= Short exercise =
Format the lines below as a JSON list of strings, one string per line, leaving out any blank lines.

= Supplied data =
━━━━━━━━
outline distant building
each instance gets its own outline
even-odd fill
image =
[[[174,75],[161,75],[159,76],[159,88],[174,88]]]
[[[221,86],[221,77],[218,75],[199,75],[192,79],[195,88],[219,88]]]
━━━━━━━━
= Written solution =
[
  "outline distant building",
  "each instance gets its own outline",
  "even-odd fill",
  "image =",
  "[[[174,75],[161,75],[159,76],[159,88],[174,88]]]",
  "[[[221,86],[221,77],[218,75],[199,75],[192,79],[195,88],[219,88]]]"
]